Given records:
((

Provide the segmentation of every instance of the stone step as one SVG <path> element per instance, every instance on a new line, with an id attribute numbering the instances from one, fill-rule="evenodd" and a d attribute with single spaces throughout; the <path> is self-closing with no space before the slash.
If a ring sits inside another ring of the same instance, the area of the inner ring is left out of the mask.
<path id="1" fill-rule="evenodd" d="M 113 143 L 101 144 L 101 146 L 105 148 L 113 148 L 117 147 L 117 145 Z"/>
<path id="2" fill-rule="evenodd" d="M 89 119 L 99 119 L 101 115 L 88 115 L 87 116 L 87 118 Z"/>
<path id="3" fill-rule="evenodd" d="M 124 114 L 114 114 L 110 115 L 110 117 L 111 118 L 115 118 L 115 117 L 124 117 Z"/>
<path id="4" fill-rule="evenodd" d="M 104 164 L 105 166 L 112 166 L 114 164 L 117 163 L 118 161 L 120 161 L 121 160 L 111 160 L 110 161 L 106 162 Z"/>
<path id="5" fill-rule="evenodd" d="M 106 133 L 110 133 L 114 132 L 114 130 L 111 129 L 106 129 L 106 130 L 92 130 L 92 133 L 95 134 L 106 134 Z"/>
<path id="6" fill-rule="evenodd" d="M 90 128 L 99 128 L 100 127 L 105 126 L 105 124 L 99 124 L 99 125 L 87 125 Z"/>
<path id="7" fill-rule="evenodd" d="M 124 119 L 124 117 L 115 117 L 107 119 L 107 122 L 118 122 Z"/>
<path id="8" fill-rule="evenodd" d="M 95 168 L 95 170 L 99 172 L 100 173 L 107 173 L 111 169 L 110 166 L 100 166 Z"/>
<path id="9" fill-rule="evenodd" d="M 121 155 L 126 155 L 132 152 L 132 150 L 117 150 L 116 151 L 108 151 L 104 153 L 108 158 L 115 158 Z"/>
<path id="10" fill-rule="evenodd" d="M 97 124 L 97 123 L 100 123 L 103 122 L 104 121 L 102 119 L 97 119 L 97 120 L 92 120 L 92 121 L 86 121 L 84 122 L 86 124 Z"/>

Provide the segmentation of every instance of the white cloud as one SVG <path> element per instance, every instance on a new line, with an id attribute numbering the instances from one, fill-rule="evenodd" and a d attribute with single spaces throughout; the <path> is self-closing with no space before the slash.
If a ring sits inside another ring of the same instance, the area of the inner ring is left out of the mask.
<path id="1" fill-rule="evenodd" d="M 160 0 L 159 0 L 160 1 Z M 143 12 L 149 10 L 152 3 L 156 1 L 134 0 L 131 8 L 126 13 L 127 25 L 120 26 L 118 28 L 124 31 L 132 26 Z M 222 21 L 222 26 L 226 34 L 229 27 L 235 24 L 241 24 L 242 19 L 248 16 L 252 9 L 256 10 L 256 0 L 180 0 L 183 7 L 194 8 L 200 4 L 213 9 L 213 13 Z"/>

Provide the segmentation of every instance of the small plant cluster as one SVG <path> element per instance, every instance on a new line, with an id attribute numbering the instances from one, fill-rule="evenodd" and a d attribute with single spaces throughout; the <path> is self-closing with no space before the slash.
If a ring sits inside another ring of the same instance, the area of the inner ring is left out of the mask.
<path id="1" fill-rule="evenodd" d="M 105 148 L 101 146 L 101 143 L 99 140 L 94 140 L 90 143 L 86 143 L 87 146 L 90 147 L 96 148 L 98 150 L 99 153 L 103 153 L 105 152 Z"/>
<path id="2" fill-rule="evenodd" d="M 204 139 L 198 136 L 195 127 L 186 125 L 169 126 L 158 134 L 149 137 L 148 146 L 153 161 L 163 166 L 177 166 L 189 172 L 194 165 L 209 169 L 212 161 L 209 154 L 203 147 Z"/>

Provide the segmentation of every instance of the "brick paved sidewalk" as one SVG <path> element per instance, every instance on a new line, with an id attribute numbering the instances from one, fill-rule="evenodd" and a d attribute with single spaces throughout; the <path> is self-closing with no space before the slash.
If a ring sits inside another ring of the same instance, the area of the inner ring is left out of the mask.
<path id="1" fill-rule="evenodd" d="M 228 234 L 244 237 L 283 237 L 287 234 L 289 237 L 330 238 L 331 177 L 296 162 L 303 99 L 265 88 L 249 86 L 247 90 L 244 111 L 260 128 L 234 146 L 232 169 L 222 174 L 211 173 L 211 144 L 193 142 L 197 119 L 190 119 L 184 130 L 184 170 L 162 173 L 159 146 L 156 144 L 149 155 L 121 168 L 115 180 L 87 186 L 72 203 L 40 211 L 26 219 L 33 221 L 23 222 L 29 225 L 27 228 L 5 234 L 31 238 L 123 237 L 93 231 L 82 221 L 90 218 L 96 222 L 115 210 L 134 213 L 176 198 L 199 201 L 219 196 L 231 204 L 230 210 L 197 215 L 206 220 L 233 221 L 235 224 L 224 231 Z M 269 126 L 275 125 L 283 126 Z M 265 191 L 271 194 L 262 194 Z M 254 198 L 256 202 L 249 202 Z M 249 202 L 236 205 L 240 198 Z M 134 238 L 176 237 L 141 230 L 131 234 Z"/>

))

Rewrite all of the records, changing every occurrence of "inner ring" to "enclosed ring" and leaving everything else unchanged.

Provide the segmentation of every instance of the stone step as one SVG <path> element per instance, every instance on a new line, with an id attribute numbering the instances from one, fill-rule="evenodd" and a d attribute with single spaces throughout; the <path> is self-closing with no space before the slash.
If a ring sits inside another ring of the same instance, the area of the enclosed ring is left out of the mask.
<path id="1" fill-rule="evenodd" d="M 113 143 L 101 144 L 101 146 L 105 148 L 113 148 L 117 147 L 117 145 Z"/>
<path id="2" fill-rule="evenodd" d="M 89 119 L 99 119 L 101 115 L 88 115 L 87 116 L 87 118 Z"/>
<path id="3" fill-rule="evenodd" d="M 124 114 L 114 114 L 110 115 L 110 117 L 111 118 L 115 118 L 115 117 L 124 117 Z"/>
<path id="4" fill-rule="evenodd" d="M 104 164 L 105 166 L 112 166 L 114 164 L 117 163 L 118 161 L 120 161 L 121 160 L 111 160 L 110 161 L 106 162 Z"/>
<path id="5" fill-rule="evenodd" d="M 106 133 L 110 133 L 114 132 L 114 130 L 111 129 L 106 129 L 106 130 L 92 130 L 92 133 L 95 134 L 106 134 Z"/>
<path id="6" fill-rule="evenodd" d="M 90 128 L 99 128 L 100 127 L 105 126 L 105 124 L 99 124 L 99 125 L 87 125 Z"/>
<path id="7" fill-rule="evenodd" d="M 124 119 L 124 117 L 115 117 L 107 119 L 107 122 L 118 122 Z"/>
<path id="8" fill-rule="evenodd" d="M 95 168 L 95 170 L 99 172 L 100 173 L 107 173 L 111 169 L 110 166 L 100 166 Z"/>
<path id="9" fill-rule="evenodd" d="M 121 155 L 126 155 L 132 152 L 132 150 L 117 150 L 116 151 L 108 151 L 104 153 L 108 158 L 115 158 Z"/>
<path id="10" fill-rule="evenodd" d="M 97 124 L 97 123 L 100 123 L 103 122 L 104 121 L 102 119 L 97 119 L 97 120 L 92 120 L 92 121 L 86 121 L 84 122 L 86 124 Z"/>

Provide the segmentation of every instance of the white cloud as one SVG <path> element per instance, every instance on a new line, with an id attribute numbering the instances from one, fill-rule="evenodd" and a d attribute with single spaces throughout; the <path> is self-closing with no space before the slash.
If a ring sits inside another ring of the same instance, the area of the enclosed ring is left out of the mask.
<path id="1" fill-rule="evenodd" d="M 160 0 L 159 0 L 160 1 Z M 143 12 L 149 10 L 152 3 L 156 1 L 134 0 L 131 8 L 126 13 L 127 25 L 120 26 L 118 28 L 124 31 L 132 26 Z M 222 21 L 222 26 L 226 34 L 229 27 L 235 24 L 241 24 L 242 19 L 248 16 L 252 9 L 256 10 L 256 0 L 180 0 L 183 7 L 194 8 L 200 4 L 213 9 L 213 13 Z"/>

Provide the segmentation of every instance of the small plant cluster as one SVG <path> element per instance, every instance on a new line, with an id attribute numbering the instances from one, fill-rule="evenodd" and a d attribute with single spaces throughout; the <path> is self-closing with no space before the slash.
If a ring sits inside another ring of the same instance, the area of the enclosed ring is left out of the mask.
<path id="1" fill-rule="evenodd" d="M 105 148 L 101 146 L 101 143 L 99 140 L 94 140 L 90 143 L 86 143 L 87 146 L 90 147 L 96 148 L 98 150 L 99 153 L 103 153 L 105 152 Z"/>
<path id="2" fill-rule="evenodd" d="M 204 139 L 198 136 L 195 127 L 186 125 L 169 126 L 158 134 L 149 137 L 148 146 L 153 161 L 163 166 L 177 166 L 189 172 L 194 165 L 209 169 L 212 161 L 209 154 L 203 147 Z"/>

Provide the segmentation of every instance of the "brick paved sidewalk" as one SVG <path> element per instance, every instance on a new line, with an id attribute numbering the instances from one, fill-rule="evenodd" and a d attribute with single spaces throughout; the <path> is self-closing with no space before the slash.
If a ring sits inside another ring of the same instance, the area of the enclosed ring is left out of the mask.
<path id="1" fill-rule="evenodd" d="M 228 234 L 244 237 L 283 237 L 287 234 L 289 237 L 330 238 L 331 177 L 296 162 L 303 99 L 265 88 L 249 86 L 247 90 L 244 111 L 260 128 L 234 146 L 232 169 L 222 174 L 211 173 L 211 144 L 193 142 L 197 119 L 190 119 L 184 130 L 184 170 L 162 173 L 159 146 L 156 144 L 149 155 L 121 168 L 115 180 L 87 186 L 72 203 L 40 211 L 26 219 L 33 221 L 23 222 L 29 225 L 27 228 L 5 234 L 31 238 L 123 237 L 93 231 L 82 221 L 90 218 L 96 222 L 115 210 L 134 213 L 176 198 L 199 201 L 219 196 L 231 204 L 230 210 L 197 215 L 206 220 L 233 221 L 235 224 L 224 231 Z M 269 126 L 275 125 L 283 126 Z M 265 191 L 271 194 L 262 194 Z M 254 198 L 256 202 L 249 202 Z M 249 202 L 236 205 L 240 198 Z M 134 238 L 176 237 L 141 230 L 131 234 Z"/>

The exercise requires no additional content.